### Exercise prompt
For the entries below, report the number of lines where the string "Indicate" appears, and only that number.

Content starts

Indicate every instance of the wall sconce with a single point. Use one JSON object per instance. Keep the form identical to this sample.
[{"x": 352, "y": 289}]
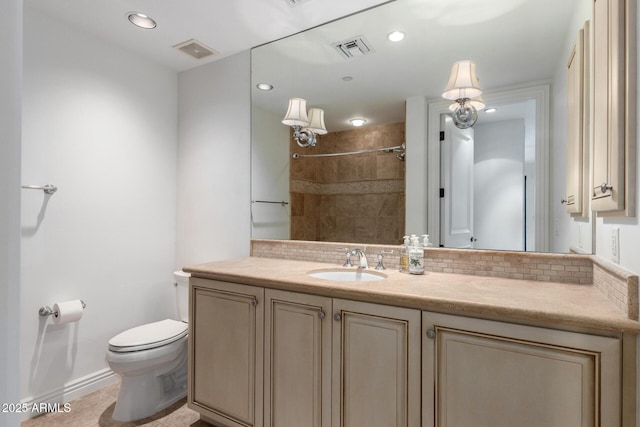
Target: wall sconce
[
  {"x": 463, "y": 86},
  {"x": 305, "y": 127}
]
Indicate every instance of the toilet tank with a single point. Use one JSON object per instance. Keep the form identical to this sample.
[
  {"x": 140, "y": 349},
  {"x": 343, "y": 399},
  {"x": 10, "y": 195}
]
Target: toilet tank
[{"x": 182, "y": 294}]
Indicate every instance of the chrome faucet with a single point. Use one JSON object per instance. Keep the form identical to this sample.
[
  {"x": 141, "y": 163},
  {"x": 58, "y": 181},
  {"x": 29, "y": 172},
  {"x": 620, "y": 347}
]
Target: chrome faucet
[{"x": 362, "y": 257}]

Content ends

### Response to this task
3